Uzay ve gökyüzü, insanlığın başlangıcından bu yana, belki de şu insanoğlunun ilk ve en çok merak ettiği en geniş, en sırlı, muamma dolu, bilinmedik, en geniş sayfası…
Ne hikâyeler, ne mitolojiler, ne masal ve de efsaneler uydurulmuş, kotarılmış onunla ilgili tarih boyunca…
Ve Felsefeler… Ay Altı, Ay Üstü Felekler, Evrenler… Eski Yunan’dan, şu Aristo’dan, şu bizim İslâm filozoflarımız, meşhur dâhîlerimiz Fârâbî, İbn-i Sina ve İbn-i Rüşd’e kadar…
Ve ne bilimler, teoriler geliştirilmiş, astrolojinin yanında, astronomi, fizik, kimya, coğrafya, hem de matematiksel çizimlere, şu formüllere kadar…
Bîrûnî’den Harizmî’ye, ondan Cezerî’ye, Galileo’dan, Kopernik’e, Newton’a, ondan Einstein’a ve şu en son Hawking’e kadar…
Yağmur hep oradan gelmiş, rüzgâr, bulutları oradan sürüklemiş, şimşek hep oradan çakmış, yıldırım oradan düşmüş, gök oradan gürlemiş, yıldızlar her gece hep oradan parlamış ve kaymış, ışık hep oradan gelmiş, güneş hep oradan doğmuş, hep oradan batmış, ay takvimciliğini bizlere hep ama hep oradan yapmış…
Ve dinlerin, özellikle de Semavî Dinler’in en esrarlı alanı olmuş, vahiy meleği hep oradan, şu semadan gelmiş ve oradan gitmiş şu Dinler Tarihi boyunca…
Ve filmler yapılmış, bilim-kurgu türünden, uzaylı yaratıklar, paralel evrenler, uzak galaksiler, süpernovalar, şu karadelikler sayısınca…
Günümüzde ise, artık Uzay İstasyonları kurulmuş, şu misafirlerini bekleyen…
ABD ile Rusya, hem de Çin tarafından…
Türkiye’miz, ülkemize de bir “cesarettir” gelmiş
Sürpriz bir şekilde “Ben de varım!” demiş
Mahalli Seçimler ise pek yakında…
“55 milyon dolar mı dediniz!”

__Çalışmanın içeriği__: Yukarıdaki uzay ve gökyüzü metninde “Bîrûnî’den Harizmî’ye” diye başlayan satırda geçen bütün kişi adlarını metindeki sırayla yazın.

__Gösterilen veriler__:
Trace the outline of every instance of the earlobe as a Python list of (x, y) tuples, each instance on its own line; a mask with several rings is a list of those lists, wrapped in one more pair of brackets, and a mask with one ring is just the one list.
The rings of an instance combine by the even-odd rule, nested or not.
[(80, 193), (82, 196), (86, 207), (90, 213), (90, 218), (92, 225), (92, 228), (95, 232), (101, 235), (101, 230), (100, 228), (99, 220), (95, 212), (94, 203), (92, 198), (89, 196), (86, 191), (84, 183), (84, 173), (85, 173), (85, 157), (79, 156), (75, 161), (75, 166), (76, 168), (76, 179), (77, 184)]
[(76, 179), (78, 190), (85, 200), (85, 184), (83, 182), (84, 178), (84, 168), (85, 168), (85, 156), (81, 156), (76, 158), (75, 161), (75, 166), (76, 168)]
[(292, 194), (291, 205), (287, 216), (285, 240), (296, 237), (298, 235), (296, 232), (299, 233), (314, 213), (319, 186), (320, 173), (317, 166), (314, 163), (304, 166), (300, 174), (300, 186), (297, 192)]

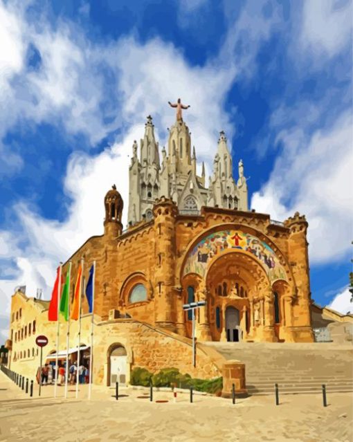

__Görev çıktısı__: Bîrûnî, Harizmî, Cezerî, Galileo, Kopernik, Newton, Einstein, Hawking